Start of Exercise materials

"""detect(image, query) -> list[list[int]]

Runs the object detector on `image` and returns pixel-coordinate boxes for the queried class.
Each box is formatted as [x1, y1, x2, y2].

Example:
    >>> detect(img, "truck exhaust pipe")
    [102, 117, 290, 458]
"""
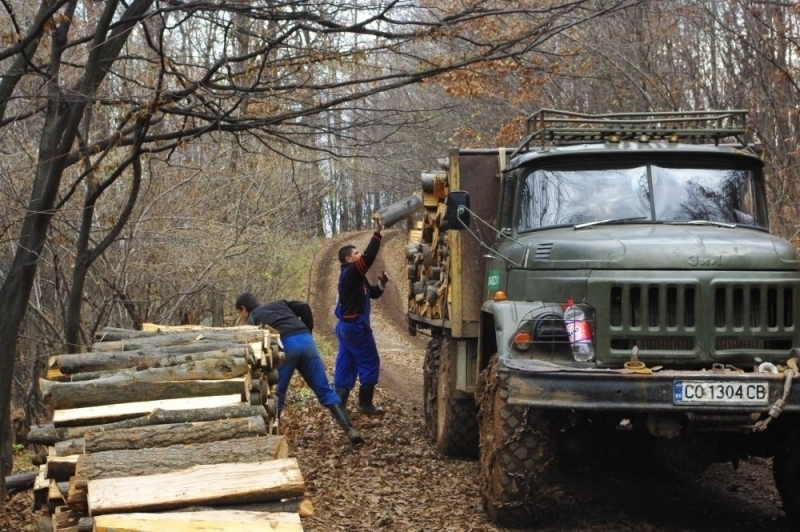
[372, 194, 422, 227]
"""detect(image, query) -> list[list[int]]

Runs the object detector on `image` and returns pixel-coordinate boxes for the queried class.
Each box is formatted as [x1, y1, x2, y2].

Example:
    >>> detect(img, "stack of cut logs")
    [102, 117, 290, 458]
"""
[28, 325, 311, 532]
[406, 172, 450, 320]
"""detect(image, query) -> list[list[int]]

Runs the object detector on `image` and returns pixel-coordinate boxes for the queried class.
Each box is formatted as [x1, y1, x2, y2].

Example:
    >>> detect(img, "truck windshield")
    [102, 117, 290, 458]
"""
[517, 165, 766, 231]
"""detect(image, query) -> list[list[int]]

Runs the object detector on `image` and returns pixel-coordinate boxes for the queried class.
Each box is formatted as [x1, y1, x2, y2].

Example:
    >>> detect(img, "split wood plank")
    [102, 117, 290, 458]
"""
[87, 458, 305, 516]
[95, 510, 303, 532]
[53, 393, 244, 429]
[74, 435, 289, 480]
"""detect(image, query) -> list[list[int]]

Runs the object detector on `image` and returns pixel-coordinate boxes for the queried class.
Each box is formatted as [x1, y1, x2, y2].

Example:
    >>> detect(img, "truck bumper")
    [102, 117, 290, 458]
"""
[500, 360, 800, 414]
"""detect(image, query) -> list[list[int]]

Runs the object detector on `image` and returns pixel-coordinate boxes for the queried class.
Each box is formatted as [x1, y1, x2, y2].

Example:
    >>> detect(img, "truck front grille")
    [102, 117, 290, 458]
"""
[596, 279, 797, 359]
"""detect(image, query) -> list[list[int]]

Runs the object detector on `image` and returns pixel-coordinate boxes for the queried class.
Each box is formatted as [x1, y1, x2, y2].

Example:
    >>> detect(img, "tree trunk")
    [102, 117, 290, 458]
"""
[53, 393, 244, 429]
[5, 472, 38, 493]
[45, 454, 80, 482]
[39, 375, 245, 410]
[92, 327, 264, 351]
[74, 436, 289, 480]
[40, 356, 250, 390]
[83, 416, 267, 453]
[87, 458, 305, 516]
[48, 341, 252, 375]
[28, 404, 267, 445]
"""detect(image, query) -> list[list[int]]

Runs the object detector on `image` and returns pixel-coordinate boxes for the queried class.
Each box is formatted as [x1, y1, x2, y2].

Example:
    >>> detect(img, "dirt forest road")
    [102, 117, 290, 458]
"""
[284, 230, 791, 532]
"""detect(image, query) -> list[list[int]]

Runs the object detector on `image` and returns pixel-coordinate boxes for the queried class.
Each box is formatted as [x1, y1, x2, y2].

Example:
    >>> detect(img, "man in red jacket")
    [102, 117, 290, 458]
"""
[333, 219, 389, 415]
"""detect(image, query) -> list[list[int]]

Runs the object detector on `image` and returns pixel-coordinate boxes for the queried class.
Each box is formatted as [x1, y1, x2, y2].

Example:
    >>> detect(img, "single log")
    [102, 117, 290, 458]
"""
[26, 403, 267, 445]
[48, 341, 252, 380]
[94, 510, 303, 532]
[67, 477, 89, 514]
[52, 356, 248, 382]
[94, 323, 258, 342]
[84, 416, 267, 453]
[5, 471, 39, 494]
[53, 393, 244, 429]
[87, 458, 305, 517]
[39, 375, 250, 409]
[39, 356, 248, 399]
[53, 438, 86, 458]
[142, 323, 259, 333]
[92, 328, 264, 351]
[45, 451, 78, 482]
[74, 435, 289, 480]
[53, 506, 81, 532]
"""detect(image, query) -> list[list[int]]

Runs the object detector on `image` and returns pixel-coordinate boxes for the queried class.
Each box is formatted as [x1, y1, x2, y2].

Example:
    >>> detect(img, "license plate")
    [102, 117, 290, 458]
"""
[673, 381, 769, 405]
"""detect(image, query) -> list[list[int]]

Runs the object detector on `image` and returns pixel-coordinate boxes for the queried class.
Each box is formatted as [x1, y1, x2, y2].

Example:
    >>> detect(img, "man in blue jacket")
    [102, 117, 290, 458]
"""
[333, 219, 389, 415]
[235, 292, 364, 444]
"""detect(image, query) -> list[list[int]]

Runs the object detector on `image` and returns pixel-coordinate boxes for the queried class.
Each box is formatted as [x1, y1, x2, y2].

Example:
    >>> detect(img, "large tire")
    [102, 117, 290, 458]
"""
[423, 338, 478, 458]
[772, 414, 800, 529]
[477, 356, 559, 527]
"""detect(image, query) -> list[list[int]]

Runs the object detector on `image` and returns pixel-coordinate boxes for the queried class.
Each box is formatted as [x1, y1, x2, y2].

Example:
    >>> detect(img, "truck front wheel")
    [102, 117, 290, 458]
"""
[423, 338, 478, 458]
[477, 356, 558, 527]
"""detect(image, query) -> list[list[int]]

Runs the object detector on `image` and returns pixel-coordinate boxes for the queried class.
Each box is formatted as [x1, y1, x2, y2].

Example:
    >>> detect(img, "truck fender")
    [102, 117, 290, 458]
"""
[478, 300, 564, 370]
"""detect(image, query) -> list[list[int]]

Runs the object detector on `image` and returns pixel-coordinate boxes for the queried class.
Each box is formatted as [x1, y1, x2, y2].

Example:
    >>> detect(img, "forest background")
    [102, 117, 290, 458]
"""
[0, 0, 800, 499]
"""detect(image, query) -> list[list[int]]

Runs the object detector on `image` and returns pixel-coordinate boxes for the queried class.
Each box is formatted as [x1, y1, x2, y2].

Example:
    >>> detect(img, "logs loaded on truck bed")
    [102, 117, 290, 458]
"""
[20, 325, 311, 532]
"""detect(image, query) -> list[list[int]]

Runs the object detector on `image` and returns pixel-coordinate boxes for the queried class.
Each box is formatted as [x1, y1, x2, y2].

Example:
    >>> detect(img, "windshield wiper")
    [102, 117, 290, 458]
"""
[573, 216, 650, 229]
[667, 220, 740, 229]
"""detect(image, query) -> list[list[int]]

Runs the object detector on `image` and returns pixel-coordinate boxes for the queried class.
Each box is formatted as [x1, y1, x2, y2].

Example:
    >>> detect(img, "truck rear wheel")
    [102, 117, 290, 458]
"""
[423, 338, 478, 458]
[771, 414, 800, 527]
[478, 356, 558, 527]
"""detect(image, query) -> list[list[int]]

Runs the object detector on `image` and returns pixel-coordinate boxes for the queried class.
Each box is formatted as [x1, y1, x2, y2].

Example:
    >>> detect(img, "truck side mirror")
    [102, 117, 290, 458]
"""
[446, 190, 472, 230]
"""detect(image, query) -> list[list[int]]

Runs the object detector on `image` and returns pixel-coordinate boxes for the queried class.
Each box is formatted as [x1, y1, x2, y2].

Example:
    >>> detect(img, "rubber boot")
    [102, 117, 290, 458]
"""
[358, 384, 383, 416]
[336, 388, 350, 412]
[328, 404, 364, 445]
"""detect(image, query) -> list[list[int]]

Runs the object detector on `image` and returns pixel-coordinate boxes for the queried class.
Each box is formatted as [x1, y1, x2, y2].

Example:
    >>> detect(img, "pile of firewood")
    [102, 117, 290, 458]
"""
[28, 326, 310, 532]
[406, 172, 450, 320]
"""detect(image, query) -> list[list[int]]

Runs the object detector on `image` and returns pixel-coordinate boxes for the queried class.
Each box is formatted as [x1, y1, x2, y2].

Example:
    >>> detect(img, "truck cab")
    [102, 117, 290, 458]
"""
[408, 110, 800, 526]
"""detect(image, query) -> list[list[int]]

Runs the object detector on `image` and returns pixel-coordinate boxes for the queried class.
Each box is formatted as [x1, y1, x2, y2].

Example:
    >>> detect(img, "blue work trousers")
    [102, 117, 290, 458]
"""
[333, 316, 381, 390]
[278, 333, 339, 412]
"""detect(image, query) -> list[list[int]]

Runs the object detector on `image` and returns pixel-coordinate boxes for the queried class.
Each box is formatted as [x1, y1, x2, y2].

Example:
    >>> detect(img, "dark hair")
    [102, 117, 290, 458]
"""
[234, 292, 259, 312]
[339, 244, 356, 264]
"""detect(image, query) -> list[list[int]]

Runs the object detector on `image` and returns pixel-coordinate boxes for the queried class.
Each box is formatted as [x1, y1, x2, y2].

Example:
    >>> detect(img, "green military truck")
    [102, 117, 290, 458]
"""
[406, 110, 800, 526]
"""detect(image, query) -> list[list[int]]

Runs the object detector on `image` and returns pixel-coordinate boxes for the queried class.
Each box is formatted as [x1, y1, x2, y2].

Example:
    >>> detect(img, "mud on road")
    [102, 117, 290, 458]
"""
[285, 230, 791, 532]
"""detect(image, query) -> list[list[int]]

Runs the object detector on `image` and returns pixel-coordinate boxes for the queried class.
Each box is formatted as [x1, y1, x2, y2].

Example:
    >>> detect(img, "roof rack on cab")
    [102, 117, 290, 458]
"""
[511, 109, 747, 158]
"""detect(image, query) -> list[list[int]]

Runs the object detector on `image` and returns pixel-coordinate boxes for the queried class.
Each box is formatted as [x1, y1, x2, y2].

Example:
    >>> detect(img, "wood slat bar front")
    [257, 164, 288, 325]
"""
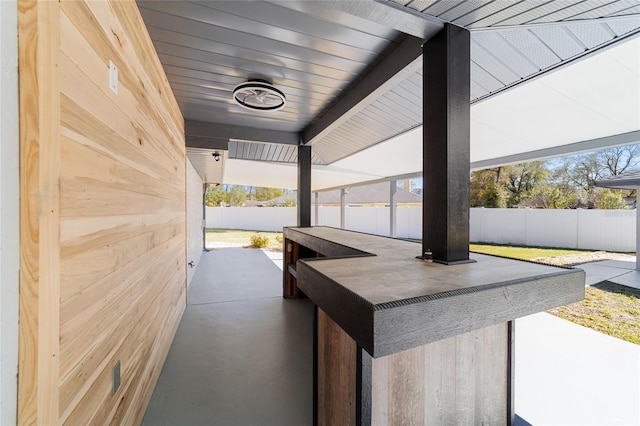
[284, 227, 584, 425]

End of Exercise materials

> [Aim of the task]: Turn the material, from its first line through the line containing "[517, 165, 766, 231]", into a Markdown table with the columns Row and Material line, one numbered row per line. Skip blank lines and leave the pictures out.

> [Complete response]:
| Row | Material line |
|---|---|
| 1 | """detect(image, query) -> list[list[int]] |
| 2 | Runs the object detector on `image` and returns pixel-coordinate boxes for the queried class. |
| 3 | Each box is formatted as [x1, y1, x2, y2]. |
| 4 | Example: |
| 5 |     >>> detect(img, "truck exhaust pipe") |
| 6 |     [102, 117, 290, 458] |
| 7 | """ |
| 8 | [372, 194, 422, 227] |
| 9 | """detect(image, query) -> list[list[int]] |
| 10 | Runs the object detector on `image` and returns pixel-coordinate boxes for the queried class. |
| 11 | Each box is formatted as [x1, y1, x2, y2]. |
| 12 | Example: |
| 13 |     >>> detect(img, "stack of cut logs") |
| 14 |     [102, 117, 290, 458] |
| 15 | """ |
| 16 | [28, 325, 311, 532] |
| 17 | [406, 172, 450, 320] |
| 18 | """detect(image, query) -> list[list[int]] |
| 19 | Runs the object detector on `image` and returns pixel-coordinate boxes for the queried class. |
| 20 | Each box is formatted as [x1, y1, x2, y2]. |
| 21 | Example: |
| 22 |     >>> detect(img, "truck windshield") |
| 23 |     [102, 117, 290, 458] |
| 24 | """ |
| 25 | [517, 165, 766, 231] |